### [Supplied passage]
—————

Adriana Jasso, the Program Coordinator for the U.S./Mexico Border Program of the American Friends Service Committee (AFSC). Photo by Nanzi Muro.

Editor’s Note: The following article is part of our “Debunking the Lies” campaign. This article was originally published in The San Diego Union-Tribune by Adriana Jasso, the Program Coordinator for the U.S./Mexico Border Program of the American Friends Service Committee (AFSC).

This month, Republican vice presidential candidate JD Vance said to reporters he wants to stop the “insanity” at the southern border after spending about 20 minutes touring the border at an open-air detention site in San Ysidro that Border Patrol agents have named “Whiskey 8.” 

I’ve been there every day for the past year.

“Whiskey 8” is located between the two 30-foot-tall border walls west of San Ysidro Port of Entry. In September of last year, the U.S. Border Patrol began holding migrants at outdoor sites along the U.S.-Mexico border without access to basic services. Through the border barriers, I work with volunteers to hand people water, food, and clothing and tend to their wounds as best we can.

On a recent morning, I stood by the wall with a woman who had just arrived on the other side. Her hand shook uncontrollably and a few seconds later her body began to do the same. As I held her hand through the wall and saw tears stream down her cheeks, she began to panic. Her young son started to cry. I told her to try to calm her breathing because that would help her body regulate. She said herself and her family had just crossed through the first border wall. She said she was asthmatic and kept touching her chest; I asked her to breathe slowly with me.

—————

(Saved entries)
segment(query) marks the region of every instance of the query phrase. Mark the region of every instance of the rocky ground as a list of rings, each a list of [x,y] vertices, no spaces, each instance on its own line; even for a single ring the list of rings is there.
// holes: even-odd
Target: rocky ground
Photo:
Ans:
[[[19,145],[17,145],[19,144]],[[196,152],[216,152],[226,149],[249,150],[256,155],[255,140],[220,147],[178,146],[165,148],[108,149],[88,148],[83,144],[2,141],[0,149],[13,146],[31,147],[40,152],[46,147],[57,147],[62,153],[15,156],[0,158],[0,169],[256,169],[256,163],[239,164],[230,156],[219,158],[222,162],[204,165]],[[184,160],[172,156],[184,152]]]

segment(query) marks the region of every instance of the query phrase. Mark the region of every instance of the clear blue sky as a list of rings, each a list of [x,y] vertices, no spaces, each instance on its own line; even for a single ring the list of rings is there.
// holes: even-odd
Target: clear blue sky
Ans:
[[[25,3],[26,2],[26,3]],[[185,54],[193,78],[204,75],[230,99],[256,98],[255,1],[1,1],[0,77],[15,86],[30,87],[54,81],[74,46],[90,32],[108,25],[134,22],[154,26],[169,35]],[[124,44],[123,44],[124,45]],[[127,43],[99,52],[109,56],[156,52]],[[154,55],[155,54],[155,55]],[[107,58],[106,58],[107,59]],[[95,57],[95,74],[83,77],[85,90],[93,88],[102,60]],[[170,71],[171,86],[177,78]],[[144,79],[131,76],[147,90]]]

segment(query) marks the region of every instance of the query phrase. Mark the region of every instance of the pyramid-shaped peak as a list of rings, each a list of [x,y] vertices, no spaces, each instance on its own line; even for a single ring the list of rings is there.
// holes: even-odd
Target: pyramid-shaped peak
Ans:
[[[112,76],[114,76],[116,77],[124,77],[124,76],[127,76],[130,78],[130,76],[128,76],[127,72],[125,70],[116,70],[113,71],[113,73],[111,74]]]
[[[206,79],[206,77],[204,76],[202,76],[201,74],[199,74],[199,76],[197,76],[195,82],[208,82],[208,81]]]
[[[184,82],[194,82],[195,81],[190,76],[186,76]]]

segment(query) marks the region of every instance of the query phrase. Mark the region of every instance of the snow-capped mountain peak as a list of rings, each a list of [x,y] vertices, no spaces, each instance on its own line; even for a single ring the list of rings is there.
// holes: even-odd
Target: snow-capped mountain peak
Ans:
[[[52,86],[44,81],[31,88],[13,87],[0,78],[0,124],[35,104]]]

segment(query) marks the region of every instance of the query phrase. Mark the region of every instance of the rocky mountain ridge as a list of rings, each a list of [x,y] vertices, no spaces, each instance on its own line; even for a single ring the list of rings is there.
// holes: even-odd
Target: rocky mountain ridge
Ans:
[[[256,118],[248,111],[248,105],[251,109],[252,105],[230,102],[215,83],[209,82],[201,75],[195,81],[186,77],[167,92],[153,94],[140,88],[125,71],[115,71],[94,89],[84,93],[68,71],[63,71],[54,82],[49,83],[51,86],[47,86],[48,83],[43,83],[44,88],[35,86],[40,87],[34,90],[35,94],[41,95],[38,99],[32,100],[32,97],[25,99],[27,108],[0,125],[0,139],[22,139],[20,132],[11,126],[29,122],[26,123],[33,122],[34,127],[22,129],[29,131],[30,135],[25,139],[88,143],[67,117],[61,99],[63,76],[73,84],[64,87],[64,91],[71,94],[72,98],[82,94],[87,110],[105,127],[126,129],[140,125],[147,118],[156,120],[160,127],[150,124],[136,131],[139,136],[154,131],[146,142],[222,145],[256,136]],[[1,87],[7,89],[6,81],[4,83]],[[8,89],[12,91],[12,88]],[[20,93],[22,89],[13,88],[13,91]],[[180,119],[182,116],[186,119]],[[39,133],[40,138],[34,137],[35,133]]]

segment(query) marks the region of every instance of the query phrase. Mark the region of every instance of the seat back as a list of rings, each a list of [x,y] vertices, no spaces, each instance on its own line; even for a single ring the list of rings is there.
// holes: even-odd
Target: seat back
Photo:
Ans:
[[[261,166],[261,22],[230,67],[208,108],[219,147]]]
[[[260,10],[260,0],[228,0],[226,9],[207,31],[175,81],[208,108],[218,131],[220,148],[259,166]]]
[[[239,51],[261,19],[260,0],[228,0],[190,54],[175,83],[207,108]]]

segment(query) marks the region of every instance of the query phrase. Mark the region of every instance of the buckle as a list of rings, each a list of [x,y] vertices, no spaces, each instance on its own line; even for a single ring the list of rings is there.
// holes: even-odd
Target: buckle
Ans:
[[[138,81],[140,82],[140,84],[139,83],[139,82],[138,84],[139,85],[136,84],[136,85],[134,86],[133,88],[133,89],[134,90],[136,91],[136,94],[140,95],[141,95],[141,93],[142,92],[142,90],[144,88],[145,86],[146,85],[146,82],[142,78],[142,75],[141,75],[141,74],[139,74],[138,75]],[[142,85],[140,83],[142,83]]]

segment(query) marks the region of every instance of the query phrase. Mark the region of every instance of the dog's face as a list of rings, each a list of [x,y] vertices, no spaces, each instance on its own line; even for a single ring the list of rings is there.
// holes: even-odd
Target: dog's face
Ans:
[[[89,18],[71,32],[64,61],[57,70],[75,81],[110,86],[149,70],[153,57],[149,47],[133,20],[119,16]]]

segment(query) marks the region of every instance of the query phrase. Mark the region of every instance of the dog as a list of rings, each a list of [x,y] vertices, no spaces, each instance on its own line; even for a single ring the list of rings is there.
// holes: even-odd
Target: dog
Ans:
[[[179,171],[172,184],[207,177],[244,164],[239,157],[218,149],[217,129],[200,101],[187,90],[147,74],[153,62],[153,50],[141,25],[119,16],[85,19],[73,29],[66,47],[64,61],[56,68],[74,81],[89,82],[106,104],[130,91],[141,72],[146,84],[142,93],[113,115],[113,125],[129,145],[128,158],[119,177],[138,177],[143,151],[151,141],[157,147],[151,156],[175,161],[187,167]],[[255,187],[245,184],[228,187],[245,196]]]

—————

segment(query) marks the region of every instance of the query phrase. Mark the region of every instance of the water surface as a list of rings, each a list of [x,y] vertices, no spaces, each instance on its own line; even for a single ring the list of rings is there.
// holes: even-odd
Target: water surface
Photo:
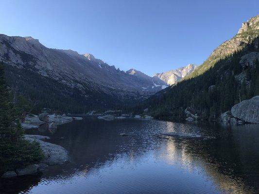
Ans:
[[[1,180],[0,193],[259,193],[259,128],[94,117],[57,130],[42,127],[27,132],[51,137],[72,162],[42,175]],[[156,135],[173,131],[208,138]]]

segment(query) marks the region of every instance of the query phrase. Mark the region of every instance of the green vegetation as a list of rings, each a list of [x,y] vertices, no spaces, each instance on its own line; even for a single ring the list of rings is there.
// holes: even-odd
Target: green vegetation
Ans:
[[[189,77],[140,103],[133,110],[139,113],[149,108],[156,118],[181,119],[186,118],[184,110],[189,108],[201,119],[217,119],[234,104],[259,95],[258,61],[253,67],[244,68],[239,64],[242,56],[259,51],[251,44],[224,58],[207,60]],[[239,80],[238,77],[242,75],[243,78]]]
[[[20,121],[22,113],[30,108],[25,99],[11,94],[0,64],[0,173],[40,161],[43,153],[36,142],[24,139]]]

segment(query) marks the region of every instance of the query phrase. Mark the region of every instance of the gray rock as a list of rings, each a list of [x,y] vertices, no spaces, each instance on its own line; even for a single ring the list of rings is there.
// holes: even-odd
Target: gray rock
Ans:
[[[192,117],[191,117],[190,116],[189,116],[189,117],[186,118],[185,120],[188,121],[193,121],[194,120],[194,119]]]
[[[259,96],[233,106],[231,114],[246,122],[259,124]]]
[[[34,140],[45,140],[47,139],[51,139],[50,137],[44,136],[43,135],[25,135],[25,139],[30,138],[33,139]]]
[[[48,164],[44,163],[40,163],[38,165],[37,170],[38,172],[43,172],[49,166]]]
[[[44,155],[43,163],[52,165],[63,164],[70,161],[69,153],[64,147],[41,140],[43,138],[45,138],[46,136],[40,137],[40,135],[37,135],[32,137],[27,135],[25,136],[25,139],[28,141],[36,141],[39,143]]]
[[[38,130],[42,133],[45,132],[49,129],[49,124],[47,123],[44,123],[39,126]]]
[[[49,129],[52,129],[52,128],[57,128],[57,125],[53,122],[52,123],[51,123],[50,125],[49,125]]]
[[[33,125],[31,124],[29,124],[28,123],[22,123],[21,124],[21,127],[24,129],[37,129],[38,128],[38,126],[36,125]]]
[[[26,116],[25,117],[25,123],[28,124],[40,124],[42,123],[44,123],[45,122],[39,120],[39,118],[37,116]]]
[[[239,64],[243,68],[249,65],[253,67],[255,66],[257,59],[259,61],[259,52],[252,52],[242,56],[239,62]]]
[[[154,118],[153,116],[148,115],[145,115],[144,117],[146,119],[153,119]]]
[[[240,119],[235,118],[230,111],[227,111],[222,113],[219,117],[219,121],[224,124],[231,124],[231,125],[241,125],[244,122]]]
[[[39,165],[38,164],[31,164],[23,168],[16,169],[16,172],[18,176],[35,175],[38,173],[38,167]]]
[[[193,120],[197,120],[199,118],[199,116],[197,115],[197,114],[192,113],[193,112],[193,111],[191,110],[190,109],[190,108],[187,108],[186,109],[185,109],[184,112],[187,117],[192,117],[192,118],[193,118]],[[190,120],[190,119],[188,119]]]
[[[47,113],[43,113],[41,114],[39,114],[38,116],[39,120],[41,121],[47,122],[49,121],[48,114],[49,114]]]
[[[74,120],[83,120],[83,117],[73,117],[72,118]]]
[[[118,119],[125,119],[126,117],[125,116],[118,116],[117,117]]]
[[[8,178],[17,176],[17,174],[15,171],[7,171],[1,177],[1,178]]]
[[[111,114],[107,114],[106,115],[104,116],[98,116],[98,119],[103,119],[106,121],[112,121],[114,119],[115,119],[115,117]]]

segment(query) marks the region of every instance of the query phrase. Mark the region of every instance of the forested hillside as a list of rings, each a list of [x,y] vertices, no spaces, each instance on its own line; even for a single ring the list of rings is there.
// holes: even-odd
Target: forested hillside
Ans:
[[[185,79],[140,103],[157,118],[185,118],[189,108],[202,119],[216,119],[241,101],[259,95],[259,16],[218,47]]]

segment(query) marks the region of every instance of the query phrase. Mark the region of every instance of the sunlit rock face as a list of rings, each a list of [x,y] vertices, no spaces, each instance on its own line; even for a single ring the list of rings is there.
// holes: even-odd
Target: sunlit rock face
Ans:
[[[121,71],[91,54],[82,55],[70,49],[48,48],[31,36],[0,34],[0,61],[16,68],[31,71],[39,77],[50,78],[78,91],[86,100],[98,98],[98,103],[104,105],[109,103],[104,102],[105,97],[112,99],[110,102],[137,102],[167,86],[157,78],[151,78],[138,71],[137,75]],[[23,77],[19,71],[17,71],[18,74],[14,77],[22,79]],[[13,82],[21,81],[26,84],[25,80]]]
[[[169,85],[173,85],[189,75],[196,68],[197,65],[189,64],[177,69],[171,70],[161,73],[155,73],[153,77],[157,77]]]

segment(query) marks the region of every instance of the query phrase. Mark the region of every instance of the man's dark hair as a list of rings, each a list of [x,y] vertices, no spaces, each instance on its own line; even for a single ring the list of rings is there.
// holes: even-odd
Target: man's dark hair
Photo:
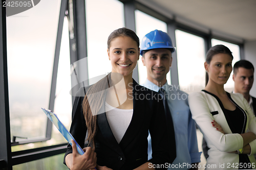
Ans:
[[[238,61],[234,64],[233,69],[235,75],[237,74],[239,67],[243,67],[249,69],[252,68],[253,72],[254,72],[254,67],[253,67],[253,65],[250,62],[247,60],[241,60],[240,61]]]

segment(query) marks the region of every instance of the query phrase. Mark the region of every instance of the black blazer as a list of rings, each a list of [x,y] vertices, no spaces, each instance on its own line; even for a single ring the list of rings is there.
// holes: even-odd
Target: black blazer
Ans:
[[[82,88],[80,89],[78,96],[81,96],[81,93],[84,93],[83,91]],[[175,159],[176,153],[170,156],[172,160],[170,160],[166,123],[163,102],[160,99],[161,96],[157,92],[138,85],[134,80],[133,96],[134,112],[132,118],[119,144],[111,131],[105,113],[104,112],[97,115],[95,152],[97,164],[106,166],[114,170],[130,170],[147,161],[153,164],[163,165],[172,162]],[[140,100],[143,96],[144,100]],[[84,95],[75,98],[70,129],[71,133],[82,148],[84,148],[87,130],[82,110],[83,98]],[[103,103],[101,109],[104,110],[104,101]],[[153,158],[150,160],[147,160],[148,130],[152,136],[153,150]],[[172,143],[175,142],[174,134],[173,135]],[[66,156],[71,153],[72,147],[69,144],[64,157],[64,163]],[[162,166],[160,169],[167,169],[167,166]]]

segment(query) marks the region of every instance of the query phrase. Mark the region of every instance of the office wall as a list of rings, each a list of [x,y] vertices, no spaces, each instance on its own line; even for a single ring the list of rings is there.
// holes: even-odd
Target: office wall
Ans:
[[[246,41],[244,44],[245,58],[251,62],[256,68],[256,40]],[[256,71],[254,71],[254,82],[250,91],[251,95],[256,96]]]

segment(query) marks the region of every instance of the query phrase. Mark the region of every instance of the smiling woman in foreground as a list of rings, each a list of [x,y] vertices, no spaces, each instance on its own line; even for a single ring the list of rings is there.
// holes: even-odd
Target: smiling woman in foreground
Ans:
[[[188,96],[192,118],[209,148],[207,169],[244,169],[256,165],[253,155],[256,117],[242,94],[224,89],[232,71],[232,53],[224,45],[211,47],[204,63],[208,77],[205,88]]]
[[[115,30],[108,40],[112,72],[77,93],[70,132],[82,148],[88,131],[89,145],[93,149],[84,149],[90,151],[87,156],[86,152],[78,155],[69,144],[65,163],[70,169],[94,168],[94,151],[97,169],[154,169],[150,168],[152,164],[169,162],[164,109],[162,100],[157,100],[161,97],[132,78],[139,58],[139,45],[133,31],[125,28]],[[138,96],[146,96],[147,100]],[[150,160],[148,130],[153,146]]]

—————

In the passage about the border, where is the site called "Whiskey 8" located?

### [Response to this task]
It is between the two 30-foot-tall border walls west of San Ysidro Port of Entry.